Output as a numbered list the lines of the records running from the line that contains "Exercise. For every instance of the green" up to and including the line that contains "Target: green tree", leaving out any blank lines.

>> BEGIN RECORD SET

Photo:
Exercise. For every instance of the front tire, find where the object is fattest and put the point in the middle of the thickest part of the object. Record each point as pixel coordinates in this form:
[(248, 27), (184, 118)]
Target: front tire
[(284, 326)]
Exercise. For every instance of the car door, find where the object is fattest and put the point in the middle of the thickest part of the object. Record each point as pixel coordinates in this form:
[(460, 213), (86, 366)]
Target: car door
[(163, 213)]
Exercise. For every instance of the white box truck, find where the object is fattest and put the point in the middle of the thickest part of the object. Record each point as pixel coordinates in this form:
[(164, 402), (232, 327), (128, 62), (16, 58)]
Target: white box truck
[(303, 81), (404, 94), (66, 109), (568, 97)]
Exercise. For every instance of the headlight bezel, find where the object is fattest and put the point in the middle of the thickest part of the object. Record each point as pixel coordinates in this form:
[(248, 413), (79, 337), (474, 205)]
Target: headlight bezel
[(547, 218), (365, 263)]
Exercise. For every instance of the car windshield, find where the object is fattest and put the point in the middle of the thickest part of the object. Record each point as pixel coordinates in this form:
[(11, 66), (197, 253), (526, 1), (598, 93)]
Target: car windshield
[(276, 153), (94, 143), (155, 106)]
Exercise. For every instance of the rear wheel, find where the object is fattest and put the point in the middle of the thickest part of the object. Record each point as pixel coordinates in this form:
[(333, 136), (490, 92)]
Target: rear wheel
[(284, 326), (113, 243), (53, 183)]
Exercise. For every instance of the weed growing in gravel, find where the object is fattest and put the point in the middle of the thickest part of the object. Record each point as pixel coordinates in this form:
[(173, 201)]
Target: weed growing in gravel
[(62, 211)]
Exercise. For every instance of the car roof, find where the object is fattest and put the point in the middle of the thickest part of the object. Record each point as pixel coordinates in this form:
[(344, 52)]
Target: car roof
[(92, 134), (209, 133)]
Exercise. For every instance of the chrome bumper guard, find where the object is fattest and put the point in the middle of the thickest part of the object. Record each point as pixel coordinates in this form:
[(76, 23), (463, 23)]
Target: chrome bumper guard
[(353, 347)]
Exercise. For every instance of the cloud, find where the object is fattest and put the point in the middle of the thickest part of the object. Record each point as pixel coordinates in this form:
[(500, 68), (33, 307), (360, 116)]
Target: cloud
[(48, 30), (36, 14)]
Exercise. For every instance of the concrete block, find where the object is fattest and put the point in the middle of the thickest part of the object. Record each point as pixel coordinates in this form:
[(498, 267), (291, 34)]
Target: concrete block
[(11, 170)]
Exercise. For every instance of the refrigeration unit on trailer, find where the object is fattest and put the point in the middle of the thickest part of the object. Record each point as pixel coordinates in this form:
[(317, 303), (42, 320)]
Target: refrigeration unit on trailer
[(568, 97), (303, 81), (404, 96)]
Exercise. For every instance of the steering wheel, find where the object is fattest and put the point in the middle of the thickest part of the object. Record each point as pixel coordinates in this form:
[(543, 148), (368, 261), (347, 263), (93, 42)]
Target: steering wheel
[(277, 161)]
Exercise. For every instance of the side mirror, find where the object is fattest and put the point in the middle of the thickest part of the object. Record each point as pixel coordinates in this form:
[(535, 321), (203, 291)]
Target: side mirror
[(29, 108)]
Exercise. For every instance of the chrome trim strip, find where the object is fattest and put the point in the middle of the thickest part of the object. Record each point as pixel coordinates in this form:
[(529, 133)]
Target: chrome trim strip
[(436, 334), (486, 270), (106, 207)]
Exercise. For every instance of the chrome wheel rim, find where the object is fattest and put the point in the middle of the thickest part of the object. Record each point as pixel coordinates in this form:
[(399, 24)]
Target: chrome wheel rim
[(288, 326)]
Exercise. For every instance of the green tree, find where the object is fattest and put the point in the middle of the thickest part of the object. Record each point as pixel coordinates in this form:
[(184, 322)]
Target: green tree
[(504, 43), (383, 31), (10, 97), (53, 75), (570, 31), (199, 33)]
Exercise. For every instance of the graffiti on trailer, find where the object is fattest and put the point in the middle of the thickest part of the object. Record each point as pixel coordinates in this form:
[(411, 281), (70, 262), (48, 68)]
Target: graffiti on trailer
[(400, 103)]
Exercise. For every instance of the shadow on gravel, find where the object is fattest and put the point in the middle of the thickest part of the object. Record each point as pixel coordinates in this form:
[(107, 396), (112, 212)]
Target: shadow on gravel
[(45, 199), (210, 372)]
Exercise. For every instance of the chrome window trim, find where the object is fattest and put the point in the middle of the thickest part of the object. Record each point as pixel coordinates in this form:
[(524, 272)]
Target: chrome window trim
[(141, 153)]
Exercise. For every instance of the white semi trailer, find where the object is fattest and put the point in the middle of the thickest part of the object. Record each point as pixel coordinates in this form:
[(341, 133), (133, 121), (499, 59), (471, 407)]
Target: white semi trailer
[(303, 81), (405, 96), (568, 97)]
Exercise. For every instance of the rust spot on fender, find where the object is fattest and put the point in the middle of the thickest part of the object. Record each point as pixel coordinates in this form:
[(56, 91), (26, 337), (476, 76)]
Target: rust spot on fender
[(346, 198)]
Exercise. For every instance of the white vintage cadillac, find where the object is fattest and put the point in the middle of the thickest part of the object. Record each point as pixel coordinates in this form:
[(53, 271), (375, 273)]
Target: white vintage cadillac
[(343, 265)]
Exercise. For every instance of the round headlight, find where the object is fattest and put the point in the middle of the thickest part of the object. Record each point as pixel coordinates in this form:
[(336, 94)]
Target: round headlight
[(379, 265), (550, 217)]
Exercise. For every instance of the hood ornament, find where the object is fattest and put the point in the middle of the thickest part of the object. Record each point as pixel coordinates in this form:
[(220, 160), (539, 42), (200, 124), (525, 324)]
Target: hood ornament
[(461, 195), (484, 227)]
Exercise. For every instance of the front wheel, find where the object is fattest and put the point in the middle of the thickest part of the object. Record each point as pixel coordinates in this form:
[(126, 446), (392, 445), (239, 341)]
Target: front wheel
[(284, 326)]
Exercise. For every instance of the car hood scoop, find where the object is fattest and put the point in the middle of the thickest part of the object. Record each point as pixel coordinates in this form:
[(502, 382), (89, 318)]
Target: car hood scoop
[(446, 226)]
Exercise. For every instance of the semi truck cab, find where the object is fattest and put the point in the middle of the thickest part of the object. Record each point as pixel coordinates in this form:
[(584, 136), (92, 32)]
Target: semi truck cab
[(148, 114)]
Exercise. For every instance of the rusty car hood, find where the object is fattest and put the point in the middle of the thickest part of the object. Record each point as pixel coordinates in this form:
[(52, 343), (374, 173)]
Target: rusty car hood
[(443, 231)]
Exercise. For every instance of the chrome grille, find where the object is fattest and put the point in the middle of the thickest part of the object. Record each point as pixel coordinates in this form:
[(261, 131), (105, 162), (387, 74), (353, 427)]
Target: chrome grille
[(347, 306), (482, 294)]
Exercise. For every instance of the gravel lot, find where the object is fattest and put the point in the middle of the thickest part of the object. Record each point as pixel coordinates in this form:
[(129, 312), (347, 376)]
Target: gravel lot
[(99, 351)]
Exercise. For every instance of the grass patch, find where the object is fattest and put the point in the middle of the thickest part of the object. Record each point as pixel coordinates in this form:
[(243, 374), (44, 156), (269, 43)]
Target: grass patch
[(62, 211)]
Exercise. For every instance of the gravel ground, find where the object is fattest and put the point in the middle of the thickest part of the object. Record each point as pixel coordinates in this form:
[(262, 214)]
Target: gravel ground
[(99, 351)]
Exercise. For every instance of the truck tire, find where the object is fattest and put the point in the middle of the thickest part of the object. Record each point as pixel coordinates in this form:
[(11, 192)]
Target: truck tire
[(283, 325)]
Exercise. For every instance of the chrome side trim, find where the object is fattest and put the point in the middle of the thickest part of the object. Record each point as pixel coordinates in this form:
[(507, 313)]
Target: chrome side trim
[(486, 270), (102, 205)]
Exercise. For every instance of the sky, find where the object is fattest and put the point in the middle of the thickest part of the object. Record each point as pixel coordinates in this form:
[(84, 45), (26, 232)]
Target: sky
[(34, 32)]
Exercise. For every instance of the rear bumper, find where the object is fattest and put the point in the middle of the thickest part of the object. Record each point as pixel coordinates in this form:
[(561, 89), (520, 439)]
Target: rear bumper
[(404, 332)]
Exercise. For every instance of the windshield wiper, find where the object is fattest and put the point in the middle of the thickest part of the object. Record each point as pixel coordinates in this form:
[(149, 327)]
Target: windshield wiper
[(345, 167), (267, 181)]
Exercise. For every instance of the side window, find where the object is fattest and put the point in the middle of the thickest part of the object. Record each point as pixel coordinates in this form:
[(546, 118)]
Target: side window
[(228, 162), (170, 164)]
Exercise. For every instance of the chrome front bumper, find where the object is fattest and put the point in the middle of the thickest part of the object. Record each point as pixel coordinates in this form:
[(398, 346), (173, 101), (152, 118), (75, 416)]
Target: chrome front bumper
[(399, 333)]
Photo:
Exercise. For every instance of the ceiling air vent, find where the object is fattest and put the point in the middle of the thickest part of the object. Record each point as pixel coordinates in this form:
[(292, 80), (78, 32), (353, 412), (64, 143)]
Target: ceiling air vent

>> END RECORD SET
>> BEGIN RECORD SET

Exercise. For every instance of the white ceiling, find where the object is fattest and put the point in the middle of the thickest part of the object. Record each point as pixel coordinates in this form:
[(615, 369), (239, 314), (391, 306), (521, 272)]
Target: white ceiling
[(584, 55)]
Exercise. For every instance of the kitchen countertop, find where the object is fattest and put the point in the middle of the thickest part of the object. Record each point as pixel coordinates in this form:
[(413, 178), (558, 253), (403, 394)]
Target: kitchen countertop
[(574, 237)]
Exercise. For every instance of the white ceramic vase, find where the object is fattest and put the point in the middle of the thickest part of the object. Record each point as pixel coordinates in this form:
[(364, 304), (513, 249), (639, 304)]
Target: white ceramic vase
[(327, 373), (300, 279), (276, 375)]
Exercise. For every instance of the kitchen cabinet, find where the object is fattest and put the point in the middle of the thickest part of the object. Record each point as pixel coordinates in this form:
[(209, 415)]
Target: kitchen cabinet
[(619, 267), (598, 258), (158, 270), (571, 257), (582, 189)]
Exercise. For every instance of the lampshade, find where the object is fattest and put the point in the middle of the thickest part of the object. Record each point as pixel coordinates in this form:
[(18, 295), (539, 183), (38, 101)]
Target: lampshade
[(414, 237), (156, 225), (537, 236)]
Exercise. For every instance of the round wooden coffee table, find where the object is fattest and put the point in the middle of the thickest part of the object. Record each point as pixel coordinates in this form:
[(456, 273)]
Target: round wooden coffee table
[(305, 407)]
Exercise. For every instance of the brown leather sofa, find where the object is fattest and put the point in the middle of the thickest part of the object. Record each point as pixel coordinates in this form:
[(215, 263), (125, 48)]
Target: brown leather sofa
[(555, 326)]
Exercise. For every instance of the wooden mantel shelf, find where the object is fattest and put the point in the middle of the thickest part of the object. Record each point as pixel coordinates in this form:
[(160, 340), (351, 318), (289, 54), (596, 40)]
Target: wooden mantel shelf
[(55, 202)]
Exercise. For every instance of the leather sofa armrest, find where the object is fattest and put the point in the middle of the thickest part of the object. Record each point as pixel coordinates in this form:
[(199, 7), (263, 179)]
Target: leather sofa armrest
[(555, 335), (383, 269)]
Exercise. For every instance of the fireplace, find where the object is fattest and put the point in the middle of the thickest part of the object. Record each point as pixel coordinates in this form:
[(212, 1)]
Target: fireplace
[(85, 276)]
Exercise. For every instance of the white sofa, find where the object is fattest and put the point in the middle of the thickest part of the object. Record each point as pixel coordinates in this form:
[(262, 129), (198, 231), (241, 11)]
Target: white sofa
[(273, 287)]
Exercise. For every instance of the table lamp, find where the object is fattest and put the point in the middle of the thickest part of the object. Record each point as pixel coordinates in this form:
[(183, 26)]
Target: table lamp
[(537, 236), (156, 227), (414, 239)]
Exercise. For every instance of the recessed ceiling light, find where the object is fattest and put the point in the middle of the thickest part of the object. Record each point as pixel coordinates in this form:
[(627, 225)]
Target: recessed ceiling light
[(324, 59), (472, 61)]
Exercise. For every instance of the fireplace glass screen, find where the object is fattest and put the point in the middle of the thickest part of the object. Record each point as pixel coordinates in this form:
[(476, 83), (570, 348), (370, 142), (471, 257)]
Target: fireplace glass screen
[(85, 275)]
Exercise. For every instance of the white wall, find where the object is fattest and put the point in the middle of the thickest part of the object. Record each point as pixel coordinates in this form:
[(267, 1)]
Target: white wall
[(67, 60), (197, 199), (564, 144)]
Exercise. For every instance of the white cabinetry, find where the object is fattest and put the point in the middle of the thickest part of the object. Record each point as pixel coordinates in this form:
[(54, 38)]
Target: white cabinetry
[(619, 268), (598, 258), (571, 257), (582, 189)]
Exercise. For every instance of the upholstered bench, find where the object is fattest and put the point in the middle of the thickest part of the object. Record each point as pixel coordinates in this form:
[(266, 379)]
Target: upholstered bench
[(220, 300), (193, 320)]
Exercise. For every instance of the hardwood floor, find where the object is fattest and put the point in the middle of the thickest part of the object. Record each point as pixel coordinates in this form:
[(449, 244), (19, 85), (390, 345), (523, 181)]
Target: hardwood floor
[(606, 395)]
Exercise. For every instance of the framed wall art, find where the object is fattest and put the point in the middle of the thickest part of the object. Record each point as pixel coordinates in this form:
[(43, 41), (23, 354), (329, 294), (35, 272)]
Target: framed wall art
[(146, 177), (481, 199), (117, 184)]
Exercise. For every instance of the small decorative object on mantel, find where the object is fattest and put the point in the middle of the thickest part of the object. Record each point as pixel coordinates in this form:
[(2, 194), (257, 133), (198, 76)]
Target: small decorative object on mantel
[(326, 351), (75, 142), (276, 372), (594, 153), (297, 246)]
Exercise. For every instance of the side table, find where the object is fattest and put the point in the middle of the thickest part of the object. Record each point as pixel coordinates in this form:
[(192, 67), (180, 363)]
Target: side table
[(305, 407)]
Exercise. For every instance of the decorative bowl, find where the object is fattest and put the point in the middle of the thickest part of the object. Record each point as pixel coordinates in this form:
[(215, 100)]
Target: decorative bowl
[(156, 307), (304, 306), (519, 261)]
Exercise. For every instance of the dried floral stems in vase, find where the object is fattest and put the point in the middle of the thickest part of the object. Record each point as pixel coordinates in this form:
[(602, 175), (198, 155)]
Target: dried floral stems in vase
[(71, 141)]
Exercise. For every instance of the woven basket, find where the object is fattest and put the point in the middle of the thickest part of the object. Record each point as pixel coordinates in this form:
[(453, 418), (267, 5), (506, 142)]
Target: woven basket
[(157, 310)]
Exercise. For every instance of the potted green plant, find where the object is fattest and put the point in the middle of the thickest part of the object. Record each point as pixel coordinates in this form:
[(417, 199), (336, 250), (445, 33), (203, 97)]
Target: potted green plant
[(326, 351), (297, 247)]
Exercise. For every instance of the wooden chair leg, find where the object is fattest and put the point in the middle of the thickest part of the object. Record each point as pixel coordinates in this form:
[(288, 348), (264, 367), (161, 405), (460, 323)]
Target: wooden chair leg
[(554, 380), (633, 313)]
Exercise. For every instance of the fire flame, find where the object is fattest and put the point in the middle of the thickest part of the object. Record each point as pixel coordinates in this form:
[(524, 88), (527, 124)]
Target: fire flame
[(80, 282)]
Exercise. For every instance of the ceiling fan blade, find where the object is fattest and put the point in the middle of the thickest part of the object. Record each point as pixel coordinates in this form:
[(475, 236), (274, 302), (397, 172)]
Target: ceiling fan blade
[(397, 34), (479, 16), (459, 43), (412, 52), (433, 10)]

>> END RECORD SET

EXERCISE OUTPUT:
1. Exercise. For every instance of the green tree, find where the object is fattest and put the point in the middle of the thickest part of the object. Record each point as pixel coordinates in this form:
2. [(184, 322)]
3. Target: green tree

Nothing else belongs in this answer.